本文:

フードバンクとは、品質には問題がないにもかかわらず廃棄される食品を、必要としている施設や世帯などに無償で配布する団体及びその活動のことです。フードバンクを活用することで、受益者だけではなく、企業や行政にも利点があります。受益者の利点は、食費を節約できることです。企業の利点としては、廃棄コストを削減できます。食品によって異なりますが、廃棄するために発生する費用はばかになりません。また、この活動は企業の社会的責任(CSR)を果たす社会貢献活動の一環とみなすことができます。行政としては、食品ロスの削減となります。食べ残しなどによる食品廃棄の抑制を目指している行政にとって、食品廃棄物のリデュース、つまり、発生の抑制にあたり、環境負荷の低減が期待されます。
フードドライブとは、家庭などで食べきれずに余っている食品を持ち寄り、福祉施設やフードバンクに寄付する活動のことです。
フードパントリーとは、さまざまな理由で生活に困っている人々に、食品などを無償で配布する福祉活動です。公民館、NPO事務所などを拠点として活用し、支給対象者、支給量、支給日などを決めて提供します。
フードバンク
フードバンクとは、安全に食べられるにもかかわらず、包装の破損や過剰在庫、印字ミスなどの理由で、流通に出すことができない食品を企業などが寄付し、必要としている施設や団体、困窮世帯に無償で提供する団体及びその活動です。フードバンクは、余っている食べ物を持っている支援者と、食べ物を必要としている受益者をつなぐ役割を果たします。

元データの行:
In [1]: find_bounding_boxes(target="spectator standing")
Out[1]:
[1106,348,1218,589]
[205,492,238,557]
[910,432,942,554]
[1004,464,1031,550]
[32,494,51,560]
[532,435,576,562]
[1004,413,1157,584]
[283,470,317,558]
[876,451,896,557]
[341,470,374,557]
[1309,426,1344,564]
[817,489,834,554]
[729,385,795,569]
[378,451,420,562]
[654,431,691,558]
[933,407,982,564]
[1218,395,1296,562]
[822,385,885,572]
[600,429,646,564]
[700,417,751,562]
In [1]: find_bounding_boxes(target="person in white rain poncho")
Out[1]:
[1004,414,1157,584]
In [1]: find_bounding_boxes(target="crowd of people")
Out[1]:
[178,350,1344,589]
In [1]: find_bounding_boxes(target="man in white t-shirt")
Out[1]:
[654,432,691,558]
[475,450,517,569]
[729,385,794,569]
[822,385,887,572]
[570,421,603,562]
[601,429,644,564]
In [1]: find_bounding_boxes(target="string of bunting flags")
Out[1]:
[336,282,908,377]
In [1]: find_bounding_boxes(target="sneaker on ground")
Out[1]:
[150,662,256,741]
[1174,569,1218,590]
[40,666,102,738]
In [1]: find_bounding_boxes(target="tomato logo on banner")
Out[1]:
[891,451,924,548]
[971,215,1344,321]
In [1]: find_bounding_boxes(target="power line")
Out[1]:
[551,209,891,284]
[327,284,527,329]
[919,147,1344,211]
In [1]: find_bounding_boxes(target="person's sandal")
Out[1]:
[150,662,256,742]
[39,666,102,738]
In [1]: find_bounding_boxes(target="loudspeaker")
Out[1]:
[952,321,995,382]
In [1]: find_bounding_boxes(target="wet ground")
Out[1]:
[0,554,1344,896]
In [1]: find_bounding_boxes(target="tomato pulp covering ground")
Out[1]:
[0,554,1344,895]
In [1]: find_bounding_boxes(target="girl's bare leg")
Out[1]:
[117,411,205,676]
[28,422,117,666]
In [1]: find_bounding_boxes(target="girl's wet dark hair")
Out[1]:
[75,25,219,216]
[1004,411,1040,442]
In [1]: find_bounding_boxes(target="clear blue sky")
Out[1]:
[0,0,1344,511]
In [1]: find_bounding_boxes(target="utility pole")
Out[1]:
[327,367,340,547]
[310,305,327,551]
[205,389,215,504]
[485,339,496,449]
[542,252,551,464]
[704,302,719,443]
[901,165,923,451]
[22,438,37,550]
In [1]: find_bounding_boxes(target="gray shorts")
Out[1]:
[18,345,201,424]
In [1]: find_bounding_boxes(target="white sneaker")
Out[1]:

練習課題:
- 1) フードバンクについての本文では、受益者の利点は何だと述べられていますか。
- 2) フードバンクについての本文のうち、「フードバンクとは、品質には問」から「給日などを決めて提供します。」までを一字一句そのまま書き写してください。
- 3) フードバンクについての本文を、最後の文に続けて書き進めてください。

解答:
- 1) 食費を節約できることです。

- 2)
フードバンクとは、品質には問題がないにもかかわらず廃棄される食品を、必要としている施設や世帯などに無償で配布する団体及びその活動のことです。フードバンクを活用することで、受益者だけではなく、企業や行政にも利点があります。受益者の利点は、食費を節約できることです。企業の利点としては、廃棄コストを削減できます。食品によって異なりますが、廃棄するために発生する費用はばかになりません。また、この活動は企業の社会的責任(CSR)を果たす社会貢献活動の一環とみなすことができます。行政としては、食品ロスの削減となります。食べ残しなどによる食品廃棄の抑制を目指している行政にとって、食品廃棄物のリデュース、つまり、発生の抑制にあたり、環境負荷の低減が期待されます。
フードドライブとは、家庭などで食べきれずに余っている食品を持ち寄り、福祉施設やフードバンクに寄付する活動のことです。
フードパントリーとは、さまざまな理由で生活に困っている人々に、食品などを無償で配布する福祉活動です。公民館、NPO事務所などを拠点として活用し、支給対象者、支給量、支給日などを決めて提供します。

- 3)
フードバンクには、扱える食品と扱えない食品があり、主に加工食品の場合では、賞味期限が1ヶ月以上のものを引き受けています。フードバンクでは、食べ物を右から左へ横流しするのではなく、必要なものを必要な数だけ、必要なところへ渡します。賞味期限が1ヶ月以上あることで、賞味期限内にきちんと消費されます。なお、生鮮食品はこの限りではありません。
フードバンクを活用することで、受益者だけではなく、企業や行政にも利点があります。
受益者の利点は、食費を節約できることです。フードバンクが、福祉施設や団体に対し、食品を通して支援することで、余った予算を施設や団体のほかの活動に回すことができます。児童養護施設では、本、遊具、教材などを補填することで、児童へ還元するといった事例が報告されています。ある母子支援施設では、食費をおおよそ40%削減することに成功しました。食品を受け取る施設では、食材購入の際、予算内におさめる必要があります。そのため、企業が寄付する高級アイスクリーム、高級ゼリー、高級調味料などを届けることで、とても喜ばれるようです。いつもと異なった食体験によって、利用者が食に対する楽しみや喜びを味わうことに繋がります。ある自立援助施設では、お金がなく、当初おやつをほとんど出せませんでした。その後フードバンクから食品の提供を受けることで、食事をお腹いっぱい食べさせ、おやつをきちんと与えられるようになりました。
企業の利点としては、廃棄コストを削減できます。食品によって異なりますが、廃棄するために発生する費用はばかになりません。廃棄コストはKg単位で100円以上かかり、リサイクル、リユースでは分別の手間などもあることから、送料だけで済むフードバンクの活動は、ありがたい存在となっています。フードバンクへ寄付した企業の中には、廃棄にかかる費用を数百万円単位で節約できることもあります。また、この活動は、企業の社会的責任(CSR)を果たす社会貢献活動の一環とみなすことができます。さらにフードバンクを通じて、製品が配られることで、潜在的な顧客の掘り起こしも可能となります。
行政としては、食品ロスの削減となります。食べ残しなどによる食品廃棄の抑制を目指している行政にとって、食品廃棄物のリデュース、つまり、発生の抑制にあたり、環境負荷の低減が期待されます。また、各自治体が保有している賞味期限の迫った備蓄食料を入れ替える際にも、廃棄せず支援に回せば、行政自身で食品廃棄物のリデュースを実現できます。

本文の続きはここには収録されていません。